本文 -
....................

メイテックフィルダーズの西島 大貴さんは、大学で機械工学を学び、卒業後は約9年にわたり、派遣という働き方で機械系エンジニアを続けています。派遣エンジニアを選択したのは、当時はやりたいことが明確に決まっていなかったことが理由で、派遣であれば1社に縛られず、複数の企業で様々な製品、業務を経験できることから、将来の目標を見つけやすいだろうと考えたそうです。

西島さんは、これまで監視装置や複合機、自動車部品の開発に携わり、製品と業務の幅を広げてきました。エンジニアとして成長するためには、知識やスキルだけでなく、「周囲とコミュニケーション取ること」と「考え続けること」が大切だと語ります。

関連リンク

やりたい仕事・製品が決まっていないからこそ、派遣エンジニアの道を選択。監視装置、複合機、自動車部品と、製品、業務の幅を広げたエンジニアキャリア──メイテックフィルダーズ 西島 大貴氏

まとめ

機械系エンジニアは、アイデアから製品を生み出すプロセスに関われる、とても魅力的な仕事です。技術の発展により、世の中の課題を解決する機械の実現性とニーズは高まっています。製品によっては今後の成長が見込めないものもあり、これまでの仕事や環境に満足しているエンジニアにとっては厳しい時代になるかもしれません。

一方で、先端技術を学ぶ意欲のあるエンジニアにとっては、新たな分野へチャレンジしやすく、これまで以上のキャリアと待遇を得るチャンスが増えることが期待できます。これまでの価値観に縛られず、これからはどのような機械が必要とされ、製品化するためにはどのような技術が必要なのかを考え続けられる、そんなエンジニアが求められています。

....................

資料 -

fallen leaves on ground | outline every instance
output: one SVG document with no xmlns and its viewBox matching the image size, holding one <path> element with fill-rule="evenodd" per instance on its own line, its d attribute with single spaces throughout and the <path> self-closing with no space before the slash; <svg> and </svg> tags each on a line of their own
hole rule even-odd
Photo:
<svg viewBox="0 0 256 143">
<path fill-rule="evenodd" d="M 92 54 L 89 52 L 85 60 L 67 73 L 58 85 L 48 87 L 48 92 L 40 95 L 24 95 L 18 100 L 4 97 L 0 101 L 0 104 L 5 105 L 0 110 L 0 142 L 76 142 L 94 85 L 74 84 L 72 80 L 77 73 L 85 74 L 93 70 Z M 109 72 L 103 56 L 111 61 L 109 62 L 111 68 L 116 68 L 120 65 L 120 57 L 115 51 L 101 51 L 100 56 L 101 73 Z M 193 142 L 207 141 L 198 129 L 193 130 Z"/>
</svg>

....................

作業指示 -
a – 本文の「メイテックフィルダーズの西島」から「ること」が大切だと語ります。」までを、一字も変えずに書き写すこと。
b – 本文によると、西島さんは大学卒業後、どのくらいの期間、派遣で機械系エンジニアを続けているか。

解答 -
a –
メイテックフィルダーズの西島 大貴さんは、大学で機械工学を学び、卒業後は約9年にわたり、派遣という働き方で機械系エンジニアを続けています。派遣エンジニアを選択したのは、当時はやりたいことが明確に決まっていなかったことが理由で、派遣であれば1社に縛られず、複数の企業で様々な製品、業務を経験できることから、将来の目標を見つけやすいだろうと考えたそうです。

西島さんは、これまで監視装置や複合機、自動車部品の開発に携わり、製品と業務の幅を広げてきました。エンジニアとして成長するためには、知識やスキルだけでなく、「周囲とコミュニケーション取ること」と「考え続けること」が大切だと語ります。

b – 約9年。